Content starts
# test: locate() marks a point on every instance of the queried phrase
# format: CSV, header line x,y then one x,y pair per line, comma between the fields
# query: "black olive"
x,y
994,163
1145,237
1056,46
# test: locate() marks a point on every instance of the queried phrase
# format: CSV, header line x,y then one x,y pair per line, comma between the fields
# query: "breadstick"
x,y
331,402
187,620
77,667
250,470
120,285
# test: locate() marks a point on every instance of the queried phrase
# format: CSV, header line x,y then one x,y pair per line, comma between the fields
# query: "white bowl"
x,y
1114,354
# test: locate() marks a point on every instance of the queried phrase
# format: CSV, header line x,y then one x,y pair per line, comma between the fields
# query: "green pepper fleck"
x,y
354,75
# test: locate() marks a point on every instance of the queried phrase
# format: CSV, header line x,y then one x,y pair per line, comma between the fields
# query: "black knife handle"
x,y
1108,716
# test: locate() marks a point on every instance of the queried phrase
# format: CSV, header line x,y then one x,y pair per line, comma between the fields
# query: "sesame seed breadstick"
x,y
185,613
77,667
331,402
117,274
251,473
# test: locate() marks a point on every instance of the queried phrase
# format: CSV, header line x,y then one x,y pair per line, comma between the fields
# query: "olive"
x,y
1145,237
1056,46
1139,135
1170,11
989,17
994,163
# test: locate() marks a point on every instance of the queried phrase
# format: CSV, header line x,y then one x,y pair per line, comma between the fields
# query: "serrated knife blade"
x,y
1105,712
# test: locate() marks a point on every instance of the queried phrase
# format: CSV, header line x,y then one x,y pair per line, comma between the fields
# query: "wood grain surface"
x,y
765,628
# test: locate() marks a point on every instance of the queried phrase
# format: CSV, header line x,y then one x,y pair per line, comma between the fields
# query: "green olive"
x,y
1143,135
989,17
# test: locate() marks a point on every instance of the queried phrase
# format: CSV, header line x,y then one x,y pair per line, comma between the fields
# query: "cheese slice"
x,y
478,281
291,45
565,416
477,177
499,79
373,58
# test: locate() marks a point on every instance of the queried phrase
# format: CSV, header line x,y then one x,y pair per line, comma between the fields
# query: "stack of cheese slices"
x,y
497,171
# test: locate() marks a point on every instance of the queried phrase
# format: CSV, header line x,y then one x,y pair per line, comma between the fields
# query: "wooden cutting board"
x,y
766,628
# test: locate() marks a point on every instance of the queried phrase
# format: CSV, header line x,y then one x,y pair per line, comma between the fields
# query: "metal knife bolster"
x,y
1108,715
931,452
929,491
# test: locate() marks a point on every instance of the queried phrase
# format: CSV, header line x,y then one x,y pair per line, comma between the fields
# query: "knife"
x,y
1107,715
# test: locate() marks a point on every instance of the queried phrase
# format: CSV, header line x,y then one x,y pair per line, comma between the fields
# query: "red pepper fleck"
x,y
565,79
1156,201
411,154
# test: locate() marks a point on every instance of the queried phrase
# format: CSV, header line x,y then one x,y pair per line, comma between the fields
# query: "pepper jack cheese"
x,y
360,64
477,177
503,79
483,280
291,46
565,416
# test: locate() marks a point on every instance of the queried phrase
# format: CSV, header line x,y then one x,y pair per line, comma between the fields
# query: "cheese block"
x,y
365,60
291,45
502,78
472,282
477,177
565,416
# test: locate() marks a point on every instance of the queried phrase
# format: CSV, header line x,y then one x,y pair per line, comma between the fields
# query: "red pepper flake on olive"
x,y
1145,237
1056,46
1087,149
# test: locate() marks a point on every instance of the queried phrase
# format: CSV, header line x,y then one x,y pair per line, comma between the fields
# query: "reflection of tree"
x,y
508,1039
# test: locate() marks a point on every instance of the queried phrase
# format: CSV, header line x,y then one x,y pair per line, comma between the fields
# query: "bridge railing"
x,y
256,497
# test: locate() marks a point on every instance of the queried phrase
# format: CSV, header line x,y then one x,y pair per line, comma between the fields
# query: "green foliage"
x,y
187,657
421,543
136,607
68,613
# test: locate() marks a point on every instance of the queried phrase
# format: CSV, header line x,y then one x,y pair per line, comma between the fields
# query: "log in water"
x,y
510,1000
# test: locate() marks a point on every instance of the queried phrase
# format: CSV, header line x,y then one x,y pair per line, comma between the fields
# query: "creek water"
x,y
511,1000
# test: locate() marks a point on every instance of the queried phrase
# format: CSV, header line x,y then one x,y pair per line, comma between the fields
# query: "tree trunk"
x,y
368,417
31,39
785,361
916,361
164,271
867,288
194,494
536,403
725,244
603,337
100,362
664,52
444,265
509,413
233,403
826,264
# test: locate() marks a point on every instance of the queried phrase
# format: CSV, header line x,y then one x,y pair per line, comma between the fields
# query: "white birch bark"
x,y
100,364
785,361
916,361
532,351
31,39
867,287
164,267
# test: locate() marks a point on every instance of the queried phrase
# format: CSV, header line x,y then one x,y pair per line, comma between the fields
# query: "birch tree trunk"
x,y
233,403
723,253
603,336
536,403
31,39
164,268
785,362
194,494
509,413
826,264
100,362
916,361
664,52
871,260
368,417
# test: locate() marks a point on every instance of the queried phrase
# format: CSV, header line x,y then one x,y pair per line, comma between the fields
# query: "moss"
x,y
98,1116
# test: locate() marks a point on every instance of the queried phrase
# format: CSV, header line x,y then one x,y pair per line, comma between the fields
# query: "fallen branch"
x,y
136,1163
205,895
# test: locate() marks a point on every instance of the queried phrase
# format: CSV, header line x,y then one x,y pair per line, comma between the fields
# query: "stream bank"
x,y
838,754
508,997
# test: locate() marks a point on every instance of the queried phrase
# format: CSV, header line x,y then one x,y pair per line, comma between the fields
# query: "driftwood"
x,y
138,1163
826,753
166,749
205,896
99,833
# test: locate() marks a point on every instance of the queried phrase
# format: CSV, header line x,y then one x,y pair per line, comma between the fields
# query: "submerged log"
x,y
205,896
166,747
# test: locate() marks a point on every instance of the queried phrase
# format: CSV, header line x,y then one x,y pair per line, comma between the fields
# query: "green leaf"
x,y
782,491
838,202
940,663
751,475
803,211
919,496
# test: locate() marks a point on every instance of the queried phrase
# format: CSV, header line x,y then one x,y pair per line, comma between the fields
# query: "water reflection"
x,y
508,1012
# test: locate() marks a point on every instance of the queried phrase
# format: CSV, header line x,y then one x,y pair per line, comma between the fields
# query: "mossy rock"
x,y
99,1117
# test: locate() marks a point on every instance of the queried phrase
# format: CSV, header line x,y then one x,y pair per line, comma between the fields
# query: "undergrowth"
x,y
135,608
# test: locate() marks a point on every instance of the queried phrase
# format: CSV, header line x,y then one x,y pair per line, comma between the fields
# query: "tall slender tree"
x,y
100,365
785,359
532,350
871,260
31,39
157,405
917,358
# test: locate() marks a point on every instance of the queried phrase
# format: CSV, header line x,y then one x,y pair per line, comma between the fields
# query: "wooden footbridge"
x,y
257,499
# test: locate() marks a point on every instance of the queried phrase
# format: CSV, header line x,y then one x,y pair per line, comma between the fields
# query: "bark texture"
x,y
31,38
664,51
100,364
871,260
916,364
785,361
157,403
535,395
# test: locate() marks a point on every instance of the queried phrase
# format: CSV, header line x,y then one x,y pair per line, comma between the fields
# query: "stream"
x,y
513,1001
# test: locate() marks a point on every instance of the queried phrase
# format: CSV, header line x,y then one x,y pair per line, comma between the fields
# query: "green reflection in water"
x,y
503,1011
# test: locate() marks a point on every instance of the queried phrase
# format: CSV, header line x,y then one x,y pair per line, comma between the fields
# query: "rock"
Content ends
What to do: Transcribe, in full, each record that appears above.

Written solution:
# test: locate() marks a point on every instance of the queried phrase
# format: CSV, header line x,y then one x,y pair per line, comma between the fields
# query: "black olive"
x,y
994,163
1145,237
1056,46
# test: locate() marks a point on every instance of the queried phrase
# format: CSV, header line x,y then one x,y pair per line, comma between the fields
# query: "breadstick"
x,y
331,402
187,620
77,667
250,470
120,285
# test: locate() marks a point on every instance of the queried phrase
# format: CSV, header line x,y then one x,y pair per line, comma between the fields
# query: "white bowl"
x,y
1114,354
# test: locate() marks a point on every instance of the queried phrase
# format: CSV, header line x,y then one x,y pair per line, comma between the fields
# query: "green pepper fleck"
x,y
354,75
# test: locate() marks a point on every instance of the queried phrase
# format: CSV, header line x,y then one x,y pair per line, comma between the fields
# query: "black knife handle"
x,y
1108,716
# test: locate() marks a point on every instance of the queried phrase
# format: CSV, header line x,y then one x,y pair per line, comma between the fields
# query: "sesame seed breadstick"
x,y
185,613
77,667
331,402
117,274
251,473
# test: locate() marks a point on every instance of the queried phrase
# format: CSV, header line x,y then one x,y pair per line, comma between the fields
# query: "olive"
x,y
1145,237
1056,46
1139,135
1170,11
989,17
994,163
# test: locate() marks a point on every instance of the queried phrase
# format: CSV, header line x,y then one x,y pair per line, comma between the fields
# query: "serrated knife blade"
x,y
1105,712
# test: locate() marks a point on every instance of the queried phrase
# format: CSV, header line x,y then one x,y pair per line, comma between the fields
# query: "wood grain surface"
x,y
765,628
# test: locate() marks a point on every instance of the queried phrase
# format: CSV, header line x,y then one x,y pair per line, comma between the fields
# query: "green olive"
x,y
1143,135
989,17
# test: locate() marks a point on every instance of the queried phrase
# format: CSV, header line x,y then one x,y pair per line, comma between the fields
# query: "cheese slice"
x,y
478,281
291,45
565,416
477,177
499,79
373,58
# test: locate() marks a point on every instance of the queried phrase
# format: CSV, header line x,y then one x,y pair per line, comma between the fields
# query: "stack of cheese slices"
x,y
497,171
# test: locate() marks a point on every instance of the queried phrase
# format: CSV, header line x,y then one x,y pair per line, comma between the fields
# query: "wooden cutting board"
x,y
766,628
# test: locate() marks a point on every instance of the queried phrase
# format: CSV, header line x,y then one x,y pair per line, comma between the fields
# query: "metal knife bolster"
x,y
1108,715
931,452
929,491
# test: locate() marks a point on every instance of the queried phrase
# format: CSV, header line x,y then one x,y pair per line, comma between the fields
# query: "knife"
x,y
1107,715
# test: locate() marks a point on every instance of the queried phrase
# format: CSV, header line x,y then one x,y pair per line, comma between the fields
# query: "red pepper fleck"
x,y
565,79
1156,201
411,154
# test: locate() marks a point on every instance of the queried phrase
# format: CSV, header line x,y then one x,y pair per line, comma between the fields
# query: "pepper jack cheese"
x,y
360,64
477,177
503,79
483,280
291,46
565,416
# test: locate() marks a point on every instance of the queried phrase
# format: CSV, header line x,y then one x,y pair per line, comma between the fields
# query: "cheese block"
x,y
365,60
291,45
502,78
472,282
477,177
565,416
# test: locate() marks a point on every instance of the queried phrase
# format: CSV, header line x,y then one x,y pair per line, comma between the fields
# query: "red pepper flake on olive"
x,y
1145,237
1056,46
1087,149
# test: locate() marks a point on every instance of the queried phrase
# format: CSV, header line x,y then one x,y pair per line, comma between the fields
# query: "reflection of tree"
x,y
508,1039
# test: locate() marks a point on every instance of the queried phrase
# format: CSV, header line x,y then one x,y pair per line, comma between the fields
# query: "bridge railing"
x,y
256,497
# test: locate() marks a point on every instance of the queried phrase
# format: CSV, header line x,y then one x,y pair per line, comma between the fields
# query: "green foliage"
x,y
187,657
421,543
136,607
68,613
# test: locate() marks a point on every instance of the queried phrase
# format: CSV, header line x,y then one x,y pair per line, comma between the fields
# query: "log in water"
x,y
510,1000
# test: locate() marks a point on every instance of the queried phrase
# format: CSV, header line x,y then one x,y pair per line, comma between the fields
# query: "creek water"
x,y
511,1000
# test: locate() marks a point on every instance of the queried phrase
# format: CSV, header line x,y then one x,y pair per line, comma between the fields
# query: "tree trunk"
x,y
368,417
31,39
785,361
916,361
164,271
867,288
194,494
536,403
725,244
603,337
100,362
664,52
444,265
509,413
233,403
826,264
# test: locate() marks a point on every instance of the queried phrase
# format: CSV, header line x,y then one x,y pair per line, comma between the fields
# query: "white birch bark"
x,y
100,364
785,361
916,361
532,351
31,39
867,287
164,267
# test: locate() marks a point on every instance of the queried phrase
# format: CSV, header line x,y then one x,y pair per line, comma between the fields
# query: "birch tree trunk"
x,y
233,403
723,253
603,336
536,403
31,39
164,268
785,362
194,494
509,413
826,264
100,362
916,361
664,52
871,260
368,417
# test: locate() marks a point on every instance of the queried phrase
# format: CSV, header line x,y then one x,y pair per line, comma between the fields
# query: "moss"
x,y
98,1116
# test: locate() marks a point on every instance of the queried phrase
# format: CSV, header line x,y then one x,y pair per line, comma between the fields
# query: "fallen branch"
x,y
136,1163
205,895
# test: locate() marks a point on every instance of the queried phrase
# format: CSV, header line x,y then one x,y pair per line, comma between the fields
# query: "stream bank"
x,y
838,754
508,997
# test: locate() marks a point on every instance of the queried phrase
# format: CSV, header line x,y then one x,y pair per line, comma between the fields
# query: "driftwood"
x,y
138,1163
826,753
166,749
205,896
99,833
# test: locate() marks a point on every instance of the queried phrase
# format: CSV, header line x,y then one x,y pair per line, comma between the fields
# query: "submerged log"
x,y
205,896
166,747
# test: locate() marks a point on every instance of the queried phrase
# format: CSV, header line x,y then one x,y pair per line, comma between the fields
# query: "green leaf"
x,y
782,491
838,202
940,663
751,475
803,211
919,496
# test: locate() marks a point on every instance of the queried phrase
# format: CSV, header line x,y then one x,y pair per line, comma between the fields
# query: "water reflection"
x,y
508,1012
# test: locate() marks a point on every instance of the queried phrase
# format: CSV, header line x,y then one x,y pair per line, comma between the fields
# query: "mossy rock"
x,y
99,1117
# test: locate() marks a point on every instance of the queried phrase
# format: CSV, header line x,y then one x,y pair per line, comma between the fields
# query: "undergrowth"
x,y
135,608
# test: locate() marks a point on every instance of the queried phrase
# format: CSV, header line x,y then one x,y pair per line, comma between the fields
# query: "tall slender tree"
x,y
100,365
785,359
532,350
871,260
31,39
157,405
917,358
# test: locate() marks a point on every instance of the queried phrase
# format: CSV, header line x,y then one x,y pair per line, comma between the fields
# query: "wooden footbridge"
x,y
257,499
# test: locate() marks a point on every instance of the queried phrase
# format: CSV, header line x,y then one x,y pair per line, comma between the fields
# query: "bark texture"
x,y
31,38
664,51
100,364
871,260
916,364
785,361
157,403
535,395
# test: locate() marks a point on every instance of the queried phrase
# format: CSV, header line x,y then one x,y pair per line, comma between the fields
# query: "stream"
x,y
513,1001
# test: locate() marks a point on every instance of the queried phrase
# format: CSV, header line x,y then one x,y pair per line, comma between the fields
# query: "green reflection in water"
x,y
503,1011
# test: locate() marks a point on every instance of the queried phrase
# format: CSV, header line x,y then one x,y pair per line, comma between the fields
# query: "rock"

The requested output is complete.